> **SELECTED EXTRACT**
::::::::::

OK, I got my answer in another forum, and it’s the “Dither” option.

Now I read the Audacity wiki regarding “dither”, and I still have some questions:

  • How could “dithering” lead to input needing a lower bitrate when encoding in VBR mode if it’s harmless? Wouldn’t that be the equivalent of smoothing out a picture or video before compressing?

  • Wiki states that Audacity does its calculations in 32-bit float, and so when working with 16-bit or 24-bit input, it’s best to use dither for better accuracy when rounding. My question is: can I set Audacity to use 16-bit calculations internally when I know beforehand that I will be working on 16-bit input, as to avoid this whole rounding in the first place? If yes, is this what the “Default sample format” option is in the Quality tab??

  • Wiki also states that when working on 16-bit audio with simple editing (cut, paste, trim…) rather than processing (amplifying, equalizing, filtering…), then it’s better not to use dither on exporting output. My question is: when downmixing 5.1 to stereo, I usually use a -3db gain on the Center and LFE channels. Is this considered “processing” and thus would be needing “dithering”?
    (This question is really moot if I can set Audacity to do its internal calculations in the same bit depth as my input material, as I prefer the less accurate calculations then the whole rounding + random noise thing).

Before I saw this post I replied to your other question here: https://forum.audacityteam.org/t/audacity-appears-to-be-increasing-the-bit-rate/22513/15
However there are a few points relating to your specific job so this is addition to my other reply.

See my other reply.

::::::::::

> **EXTRACTED ENTRIES**
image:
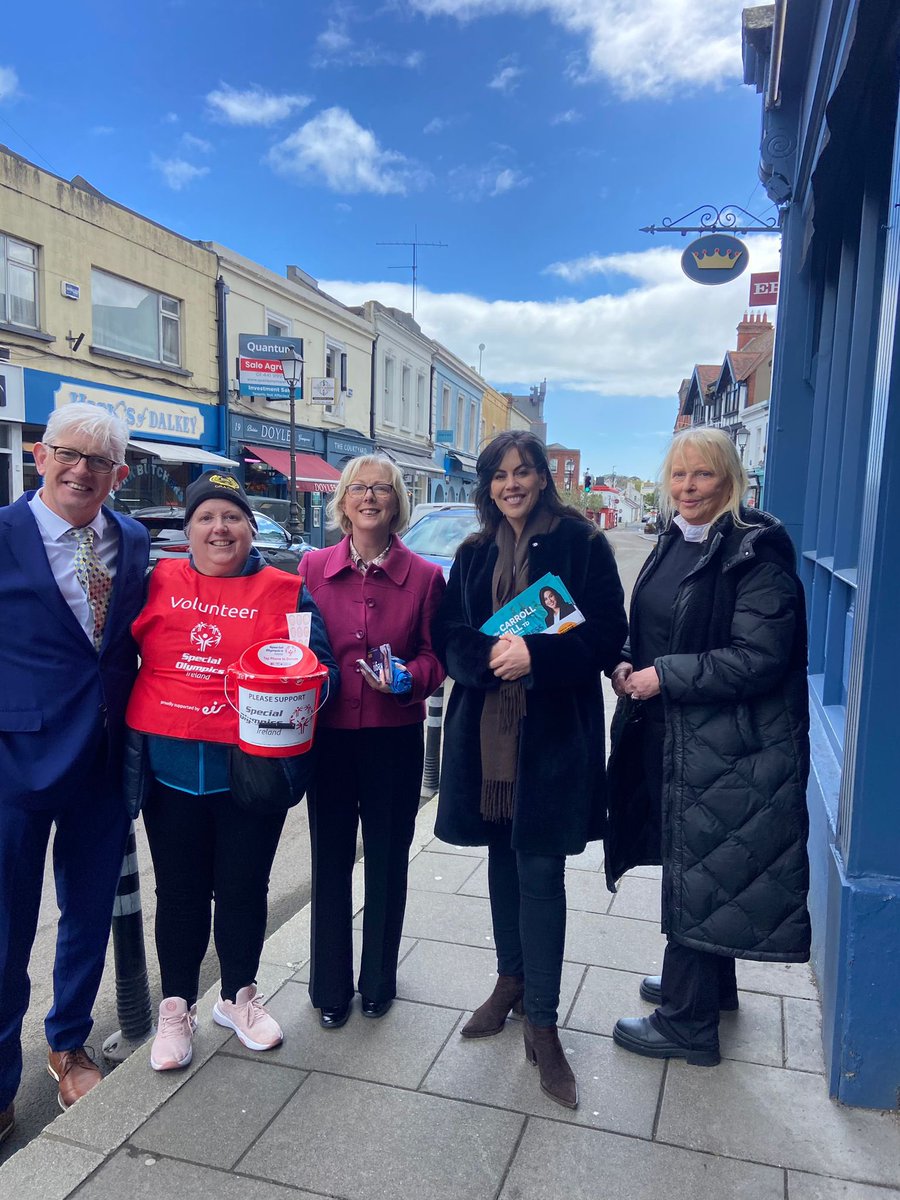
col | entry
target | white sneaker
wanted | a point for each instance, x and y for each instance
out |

::::::::::

> **AIM A**
Decide whether each statement below agrees with the forum text on dither. Answer yes or no for each, and quote the words of the text that settle it.
(i) The writer found the answer in another forum.
(ii) When downmixing 5.1 to stereo, the writer usually applies a -3db gain to the Center and LFE channels.
(iii) According to the wiki, Audacity does its calculations in 24-bit integer.
> **AIM B**
Retype the forum text on dither from "(This question is" up to and including "random noise thing).".

> **COMPLETE ANSWER A**
(i) Yes: "OK, I got my answer in another forum, and it’s the “Dither” option."
(ii) Yes: "I usually use a -3db gain on the Center and LFE channels"
(iii) No: "Audacity does its calculations in 32-bit float"

> **COMPLETE ANSWER B**
(This question is really moot if I can set Audacity to do its internal calculations in the same bit depth as my input material, as I prefer the less accurate calculations then the whole rounding + random noise thing).